# Excerpt
+++

Cholinergic hypothesis
AD is thought to be mediated either directly or indirectly by other processes, too. For instance, the cholinergic system has reigned in a large degree of support through the cholinergic hypothesis.
This hypothesis states that dementia-like behavior is due to a malfunction in the cholinergic system (Dringenberg, 2000; Lahiri et al., 2003; Conway et al., 2003). More specifically, according to Dringenberg, cholinergic nuclei of the basal forebrain, which have projections leading to the cerebral cortex, hippocampus, amygdala, and other forebrain structures, undergo degeneration. The greatest loss of cholinergic activity is seen in the temporal lobe, which houses the hippocampus and entorhinal cortex. It is not surprising that the hippocampus plays an important role in learning and memory, which is also a primary target for degeneration in AD. Figure 3 below shows the linkage between hippocampus, entorhinal cortex and other structures within the cholingeric system.
Figure 3 taken from: http://www.hosppract.com/genetics/0002mmc.htm
The atrophy and loss of basal forebrain nuclei lead to decreases in acetylcholine (ACh) and acetylcholinsterase (AChE). AChE is an important regulator of ACh activity because it degrades ACh in the synapse which helps play a role in stopping ACh’s agonistic properties (Dringenberg, 2000; Lahiri et al., 2003).
AChE has other uniques properties as well. Studies indicate that AChE does not serve a unifunctional role. For instance, it has been discovered that “read-through” and synaptic” variants of AChE exist (Lahiri et al., 2003).
Evidently, the read-though version, AChE-R, increases when a mammal’s brain is exposed to or perceives highly stressful conditions. Researchers now believe that AChE-R hampers, while the synaptic version, AChE-S, increases the likelihood of neurodegeneration following stressful conditions (Lahiri et al., 2003).
In the future, this may play an important role in the pathology, treatment, and prevention of AD, as AChE-R is deemed as capable of preventing acute stress from manifesting into progressive neurological diseases.
In relation to the cholinergic system, it should also be noted that presynaptic cholingergic structures tend to affect cholinergic activity to a greater extent than postsynaptic structures, in relation to AD. In other words, loss of cholinergic neuron projections and presynaptic markers, not postsynaptic receptivity is central to the cholinergic hypothesis (Dringenberg, 2000; Lahiri et al., 2003). With all this in mind, it has become widely accepted that increases in cholinergic activity will subsequently improve memory and cognition in AD.

+++

# Data under study
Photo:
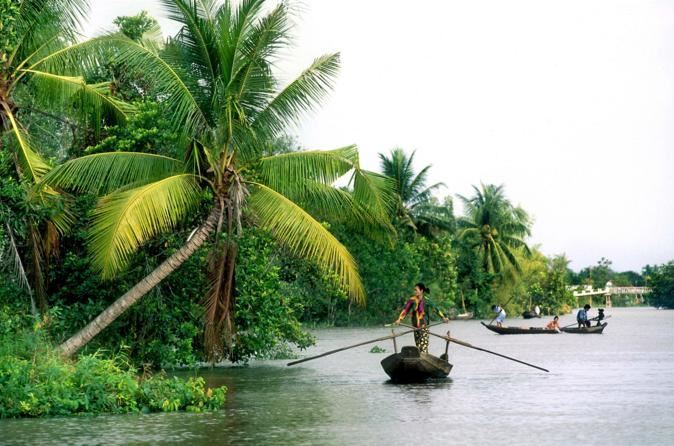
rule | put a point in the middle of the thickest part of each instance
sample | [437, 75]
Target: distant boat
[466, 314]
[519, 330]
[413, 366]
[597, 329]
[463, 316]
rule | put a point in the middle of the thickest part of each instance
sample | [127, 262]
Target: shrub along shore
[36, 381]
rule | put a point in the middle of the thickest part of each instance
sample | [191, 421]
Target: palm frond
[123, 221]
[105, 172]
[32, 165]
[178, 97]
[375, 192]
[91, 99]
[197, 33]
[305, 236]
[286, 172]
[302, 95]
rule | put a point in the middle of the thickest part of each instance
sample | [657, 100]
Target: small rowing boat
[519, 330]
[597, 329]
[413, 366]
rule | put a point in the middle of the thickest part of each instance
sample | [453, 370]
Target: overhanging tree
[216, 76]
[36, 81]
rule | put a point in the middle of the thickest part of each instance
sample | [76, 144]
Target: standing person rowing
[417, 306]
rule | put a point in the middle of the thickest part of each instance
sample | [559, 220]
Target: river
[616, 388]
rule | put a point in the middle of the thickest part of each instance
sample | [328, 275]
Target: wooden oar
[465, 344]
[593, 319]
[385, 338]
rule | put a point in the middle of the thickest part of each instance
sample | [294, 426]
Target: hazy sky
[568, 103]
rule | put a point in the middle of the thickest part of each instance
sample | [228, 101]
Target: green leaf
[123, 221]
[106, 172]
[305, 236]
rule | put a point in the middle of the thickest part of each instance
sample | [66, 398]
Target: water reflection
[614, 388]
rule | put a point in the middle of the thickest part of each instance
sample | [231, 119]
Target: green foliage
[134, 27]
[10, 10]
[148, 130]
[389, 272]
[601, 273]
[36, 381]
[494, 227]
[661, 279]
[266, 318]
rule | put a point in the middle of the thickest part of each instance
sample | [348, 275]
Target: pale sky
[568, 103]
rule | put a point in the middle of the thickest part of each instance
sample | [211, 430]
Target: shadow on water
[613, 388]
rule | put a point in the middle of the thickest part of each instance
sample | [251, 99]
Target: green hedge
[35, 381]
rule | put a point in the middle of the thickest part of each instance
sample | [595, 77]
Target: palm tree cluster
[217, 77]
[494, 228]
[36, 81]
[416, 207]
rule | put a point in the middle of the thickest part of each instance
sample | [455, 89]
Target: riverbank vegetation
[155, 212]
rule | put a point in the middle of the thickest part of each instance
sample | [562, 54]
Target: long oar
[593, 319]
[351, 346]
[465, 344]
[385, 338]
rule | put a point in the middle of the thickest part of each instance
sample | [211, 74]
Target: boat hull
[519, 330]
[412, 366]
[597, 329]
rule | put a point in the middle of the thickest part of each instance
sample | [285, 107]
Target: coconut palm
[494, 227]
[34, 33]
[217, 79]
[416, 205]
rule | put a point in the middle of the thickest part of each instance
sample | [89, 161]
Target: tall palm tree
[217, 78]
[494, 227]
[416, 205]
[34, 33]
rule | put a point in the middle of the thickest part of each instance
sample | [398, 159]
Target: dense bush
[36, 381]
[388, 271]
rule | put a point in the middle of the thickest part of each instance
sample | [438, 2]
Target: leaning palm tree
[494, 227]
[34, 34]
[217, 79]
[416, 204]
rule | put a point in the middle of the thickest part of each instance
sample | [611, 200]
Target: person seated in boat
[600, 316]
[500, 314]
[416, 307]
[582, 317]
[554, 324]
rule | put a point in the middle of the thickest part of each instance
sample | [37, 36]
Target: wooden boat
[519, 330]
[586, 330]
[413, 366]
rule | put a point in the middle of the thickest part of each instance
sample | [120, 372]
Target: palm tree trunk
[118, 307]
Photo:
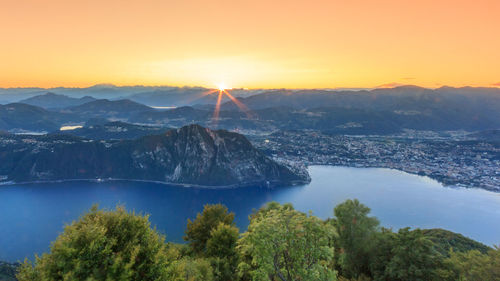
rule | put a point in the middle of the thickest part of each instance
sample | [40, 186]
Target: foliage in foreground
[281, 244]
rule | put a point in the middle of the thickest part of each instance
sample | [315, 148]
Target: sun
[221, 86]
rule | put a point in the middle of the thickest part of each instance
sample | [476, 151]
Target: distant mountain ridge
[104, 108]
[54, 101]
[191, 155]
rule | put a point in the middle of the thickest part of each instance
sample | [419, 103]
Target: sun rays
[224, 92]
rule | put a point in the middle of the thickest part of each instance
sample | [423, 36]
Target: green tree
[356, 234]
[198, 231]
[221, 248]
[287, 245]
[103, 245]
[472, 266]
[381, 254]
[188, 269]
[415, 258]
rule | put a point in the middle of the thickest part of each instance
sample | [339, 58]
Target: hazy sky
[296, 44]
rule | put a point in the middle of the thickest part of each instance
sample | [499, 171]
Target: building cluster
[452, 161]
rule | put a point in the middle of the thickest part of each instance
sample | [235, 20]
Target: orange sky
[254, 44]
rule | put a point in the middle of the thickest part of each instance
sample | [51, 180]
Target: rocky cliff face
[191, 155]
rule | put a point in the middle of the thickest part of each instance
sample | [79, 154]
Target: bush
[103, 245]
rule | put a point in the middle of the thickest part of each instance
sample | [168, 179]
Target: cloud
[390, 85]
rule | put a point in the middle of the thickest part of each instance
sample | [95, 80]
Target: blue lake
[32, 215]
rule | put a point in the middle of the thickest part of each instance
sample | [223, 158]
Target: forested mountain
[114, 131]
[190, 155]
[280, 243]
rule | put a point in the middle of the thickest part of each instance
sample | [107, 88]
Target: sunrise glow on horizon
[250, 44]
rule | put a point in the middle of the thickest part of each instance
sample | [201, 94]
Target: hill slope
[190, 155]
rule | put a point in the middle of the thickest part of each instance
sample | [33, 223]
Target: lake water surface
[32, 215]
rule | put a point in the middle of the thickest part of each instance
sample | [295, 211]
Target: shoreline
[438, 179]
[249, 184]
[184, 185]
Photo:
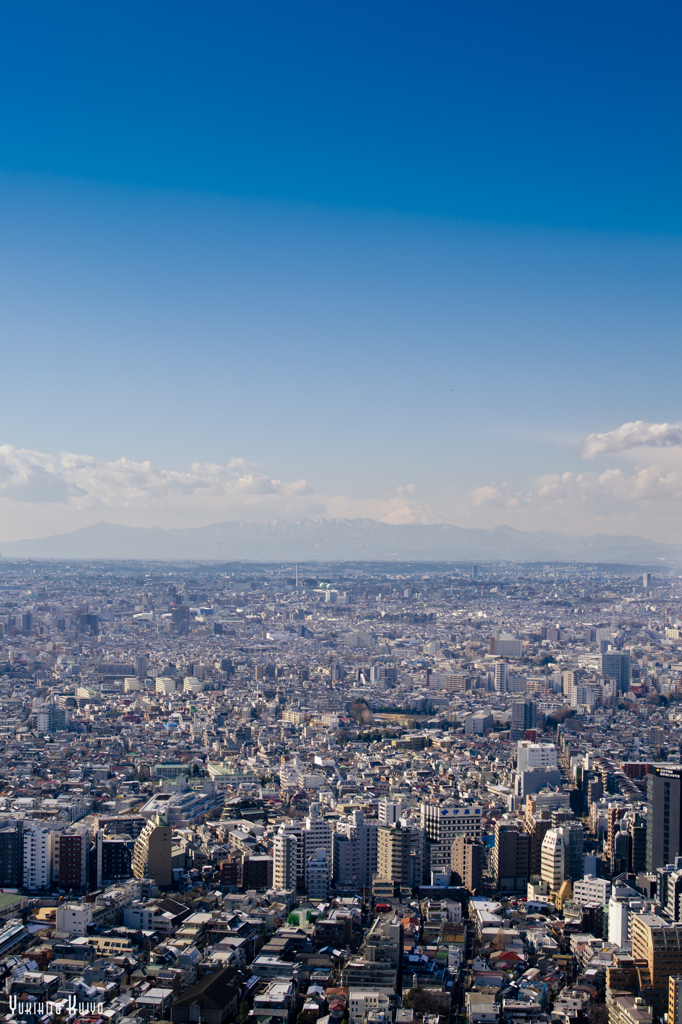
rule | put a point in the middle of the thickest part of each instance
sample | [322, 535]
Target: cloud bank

+++

# Task requirements
Continue the section on the cholinergic hypothesis of Alzheimer's disease from its last sentence.

# Answer space
On the other hand, the cholinergic hypothesis has its critics, too. Dringenberg (2000) felt that the cholinergic system is not a sole cause, rather a factor with interactive properties. Experiments have shown that blocking central cholinergic muscarinic receptors interferes with a rat’s ability to learn spatial locations. However, according to Dringenberg, this is merely a result of behavioral-inhibition rather than a cognitive-inhibition.
More specifically, selective disruption of muscarinic receptors leads to sensorimotor difficulties, which consequently serve as a road block for learning. Furthermore, if these sensorimotor difficulties are compensated for through drug treatment, etc., while at the same time retaining an obstruction of transmission in cholinergic-muscarinic synapses, learning and memory impairments have been shown to be minimal (Dringenberg, 2000).
Until recently, experimental techniques were apt to damaging both the cholinergic system and nearby areas (non-cholinergic areas), which produces confounding effects. However, if damage to the cholinergic system of the basal forebrain is specific enough, cognitive impairments are often lower than what is often cited. This was demonstrated by injecting an immunotoxin, 192 IgG-saporin, into a rat. The highly selective damage brought on by this immunotoxin to the cholingeric system produced minor effects on cognition. Dringenberg (2000) summarized this and some recent studies by stating that an inverse relationship exists between the amount of selective cholinergic system damage and the amount of cognitive performance loss. Thus, higher degrees of selectivity will lead to lower levels of cognitive performance loss.